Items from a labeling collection
>> begin
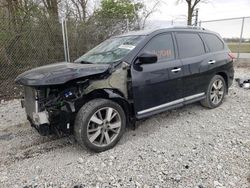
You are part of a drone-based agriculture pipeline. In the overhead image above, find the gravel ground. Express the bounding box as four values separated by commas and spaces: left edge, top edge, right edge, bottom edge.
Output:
0, 68, 250, 188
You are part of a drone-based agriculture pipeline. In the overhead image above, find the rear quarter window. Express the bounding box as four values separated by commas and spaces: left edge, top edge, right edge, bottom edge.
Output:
176, 33, 205, 58
200, 33, 224, 52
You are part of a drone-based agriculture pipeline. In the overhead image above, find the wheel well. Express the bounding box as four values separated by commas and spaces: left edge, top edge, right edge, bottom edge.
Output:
84, 89, 135, 126
217, 72, 228, 88
217, 72, 228, 93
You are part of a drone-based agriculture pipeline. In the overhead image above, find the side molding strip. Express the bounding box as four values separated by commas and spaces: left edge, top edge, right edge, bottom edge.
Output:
137, 93, 205, 115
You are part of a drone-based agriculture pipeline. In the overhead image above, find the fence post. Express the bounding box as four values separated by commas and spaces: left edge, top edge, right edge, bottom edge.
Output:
237, 17, 245, 61
62, 19, 70, 62
199, 20, 201, 27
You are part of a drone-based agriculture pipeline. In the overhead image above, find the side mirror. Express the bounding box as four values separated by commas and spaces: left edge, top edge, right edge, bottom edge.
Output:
136, 53, 158, 65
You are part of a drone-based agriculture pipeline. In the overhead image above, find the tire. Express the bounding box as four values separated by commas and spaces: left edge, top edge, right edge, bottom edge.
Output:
74, 99, 126, 152
201, 75, 227, 109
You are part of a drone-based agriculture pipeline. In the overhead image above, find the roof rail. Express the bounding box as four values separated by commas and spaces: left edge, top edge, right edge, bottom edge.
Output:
173, 25, 206, 30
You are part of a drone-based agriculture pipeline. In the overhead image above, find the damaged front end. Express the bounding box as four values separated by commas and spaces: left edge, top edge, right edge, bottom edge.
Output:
22, 80, 88, 135
16, 62, 129, 135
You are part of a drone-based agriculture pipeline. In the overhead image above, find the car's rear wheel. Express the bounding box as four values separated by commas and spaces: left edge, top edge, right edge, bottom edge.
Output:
201, 75, 226, 108
74, 99, 126, 152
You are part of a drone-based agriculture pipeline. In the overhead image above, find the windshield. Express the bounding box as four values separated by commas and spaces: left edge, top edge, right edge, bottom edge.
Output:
75, 36, 144, 63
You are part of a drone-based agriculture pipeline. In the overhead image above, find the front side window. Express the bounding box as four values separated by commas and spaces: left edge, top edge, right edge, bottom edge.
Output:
176, 33, 205, 58
75, 35, 144, 63
143, 33, 174, 61
201, 33, 224, 52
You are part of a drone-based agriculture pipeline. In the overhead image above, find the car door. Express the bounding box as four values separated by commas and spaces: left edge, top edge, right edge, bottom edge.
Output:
>> end
§ **GOAL**
Return every entry above word for word, leaving out the pictures.

§ **OUTPUT OF THE TASK**
You are part of a drone-based agriculture pipeline. In the overhead image above, find the gravel ground. Express the bounding box as four values separated by commas and spaces: left edge, top edge, right edge, bottom edge.
Output:
0, 68, 250, 188
You are part of a drone-based agriculture pipeline. In the overhead image above, find the rear quarter window. Express the bounding box as four values separated by commas and spaces: left edge, top edge, right edge, bottom edge.
Output:
176, 33, 205, 58
200, 33, 224, 52
You are part of a drone-based agriculture pipeline. In the overhead image above, find the wheel well. Express the bounding box as four values separated by commas and spaces: left edge, top edge, right edge, bottom edge.
Output:
84, 89, 135, 126
217, 72, 228, 88
217, 72, 228, 93
You are part of a drone-based agriculture pipeline. In the overhead image above, find the side molding strip. Express the bounding box as four values separated by commas and spaces: left edge, top edge, right edge, bottom edge.
Output:
137, 93, 205, 115
You are part of a drone-based agriculture pipeline. In the overhead image above, find the fence post. Express the bounding box as four values separated by commas and spaces: left edge, top edge, right edge, bottom edge.
Output:
237, 17, 245, 61
62, 19, 70, 62
199, 20, 201, 27
You are part of a drone-based agriculture pipeline. In the overhead image above, find the side mirror. Express the bounding box as four values separated by commas and spaces: left edge, top edge, right edge, bottom edge.
Output:
136, 53, 158, 65
You are part of a drone-based agriculture pipeline. In the overhead image above, find the tire. Express the bounding box as four values separated by commas and spaces: left edge, top edge, right edge, bottom edge.
Output:
74, 99, 126, 152
201, 75, 227, 109
You are part of a drone-based agriculture pipeline. In the overhead image above, find the roof rail. Express the bounding box as four values separated by commas and spaces: left edge, top edge, right edge, bottom edge.
Output:
173, 25, 206, 30
You are part of a drone-based agriculture pipeline. In the overhead image above, find the damaged front end. Express the bounding box as four values separated by commas and spaces: left edge, top edge, right edge, bottom edge.
Output:
22, 80, 88, 135
16, 62, 129, 135
You are part of a drone-based agriculture pipeline. In the overhead image above, find the car's rear wheel. Express the bounding box as four values separated by commas and spaces: left edge, top edge, right edge, bottom edge.
Output:
201, 75, 226, 108
74, 99, 126, 152
You are part of a drone-based agriculture pipeline. In the overhead image above, find the windshield. Express the bounding box as four values separated by commas and spaces: left edge, top edge, right edge, bottom edge.
Output:
75, 36, 144, 63
You are part of a drone-based agriculture pipeline. In the overhead image above, find the front side window. Express the bounding box as four values separated by commas and spaces: left edge, top edge, right edge, bottom edge.
Output:
176, 33, 205, 58
75, 35, 144, 63
143, 33, 174, 61
201, 33, 224, 52
You are part of a drone-based agriculture pipeline. In the overhead image above, find the car door. Express the bounding box as four values separated by commas and spaces: left edge, top edge, right edge, bottom edge.
Output:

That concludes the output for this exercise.